===== EXTRAIT

Situé dans un des hauts lieux de la mémoire nationale – l’Hôtel national des Invalides –, le musée de l’Armée est un établissement public administratif du ministère de la Défense dont les missions ont été définies par décret (n° 92-271, 26 mars 1992). Celui-ci stipule que le musée est chargé « de maintenir et de développer l’esprit de défense dans la nation, le goût de l’histoire militaire, le souvenir de ceux qui ont combattu et sont morts pour la patrie et la mémoire des gloires nationales militaires ; de contribuer à l’éveil de vocations au service des armes ; d’assurer la conservation, la présentation et l’enrichissement de ses collections ».
Il est donc ainsi clairement stipulé que les missions purement « scientifiques » – conserver, présenter et enrichir l’un des éléments essentiels du patrimoine muséal de l’armée de terre – se doublent de ce que l’on pourrait qualifier de « missions de citoyenneté ». Le musée de l’Armée doit donc transmettre non seulement un patrimoine, mais aussi des éléments de la mémoire ainsi que des valeurs nationales, et contribuer à l’entretien du lien entre la Nation et son armée devenue professionnelle. On peut donc, en schématisant à l’extrême, définir le musée de l’Armée comme n’étant pas seulement un « musée sur l’Armée » mais un « musée national de l’Armée ».
Cette mission impartie à l’établissement dans son ensemble – le parcours muséal commence de fait au xve siècle avec la date symbolique de 1445, passage de l’armée féodale à une armée de terre permanente – est fort évidemment encore plus au cœur de ses problématiques face aux enjeux de mémoire que sont les conflits contemporains. Concevoir la muséographie des différents espaces traitant de ces conflits a conduit les équipes scientifiques impliquées – la conservation du musée, les différents conseils scientifiques et les fondations partenaires – à s’interroger sur les différents moyens de transmettre cette mémoire et ces valeurs, tout en demeurant dans un cadre patrimonial et historique.

==========

=== CONSIGNE ===
Répondez à ces questions sur l'extrait consacré au musée de l'Armée :
1. Par quel décret les missions du musée ont-elles été définies ?
2. Quelle expression désigne les missions qui s'ajoutent aux missions purement « scientifiques » ?
3. Par quelle date symbolique commence le parcours muséal ?
Les lignes qui suivent forment un matériau distinct de l'extrait.

===== EXTRAITS DE DONNÉES

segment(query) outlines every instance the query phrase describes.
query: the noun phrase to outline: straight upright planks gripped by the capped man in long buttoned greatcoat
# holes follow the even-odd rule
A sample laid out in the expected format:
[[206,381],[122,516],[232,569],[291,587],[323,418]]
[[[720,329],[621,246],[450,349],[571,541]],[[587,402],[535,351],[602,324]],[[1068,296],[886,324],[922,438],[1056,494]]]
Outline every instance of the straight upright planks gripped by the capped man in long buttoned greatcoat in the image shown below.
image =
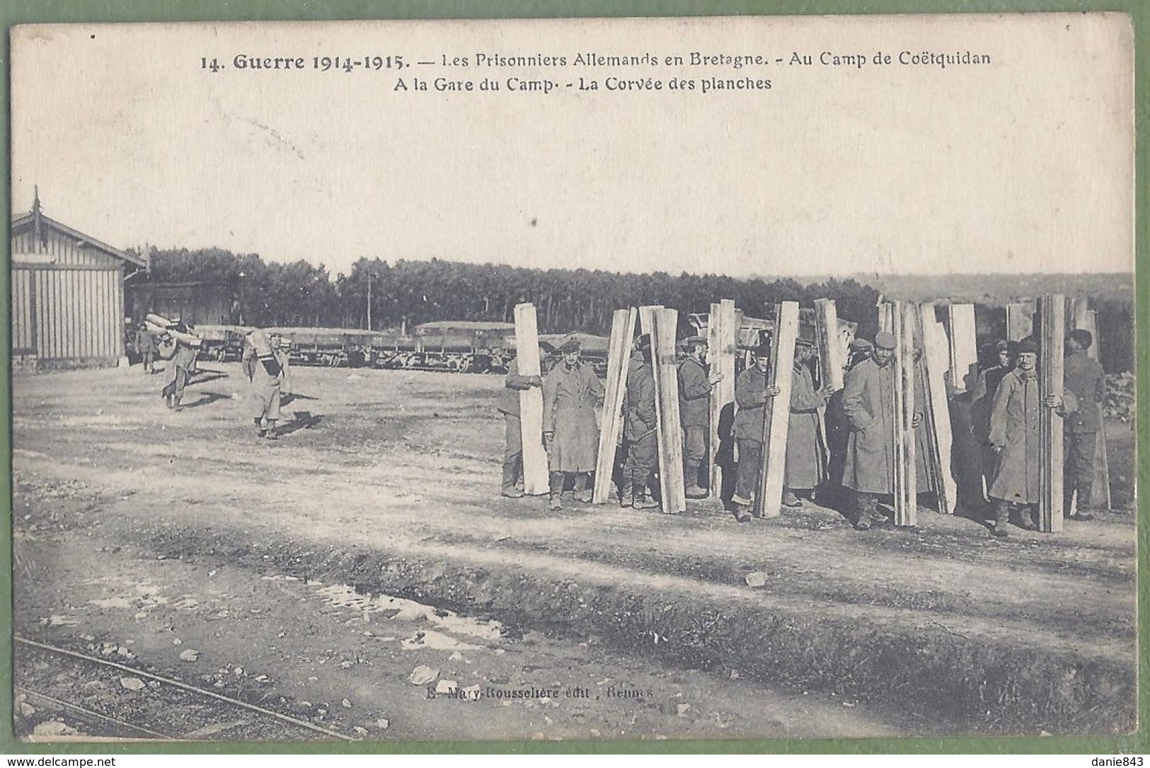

==========

=== RÉPONSE ===
1. Par le décret n° 92-271 du 26 mars 1992.
2. Ce sont des « missions de citoyenneté ».
3. Par 1445, date du passage de l'armée féodale à une armée de terre permanente.